What is needed: Rewrite each line of the material as an item in a numbered list, leaving out any blank lines.

(Items from a labeling collection)
--- --- ---

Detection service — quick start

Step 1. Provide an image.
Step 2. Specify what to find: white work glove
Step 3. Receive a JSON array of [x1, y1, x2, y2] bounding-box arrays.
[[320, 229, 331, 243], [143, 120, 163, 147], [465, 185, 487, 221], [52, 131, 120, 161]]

--- --- ---

Written reply:
1. Detection service — quick start
2. Step 1. Provide an image.
3. Step 2. Specify what to find: white work glove
4. Step 3. Receive a JSON array of [x1, y1, x2, y2] bounding-box arrays.
5. [[320, 229, 331, 243], [143, 120, 163, 147], [465, 185, 487, 221], [52, 131, 120, 161]]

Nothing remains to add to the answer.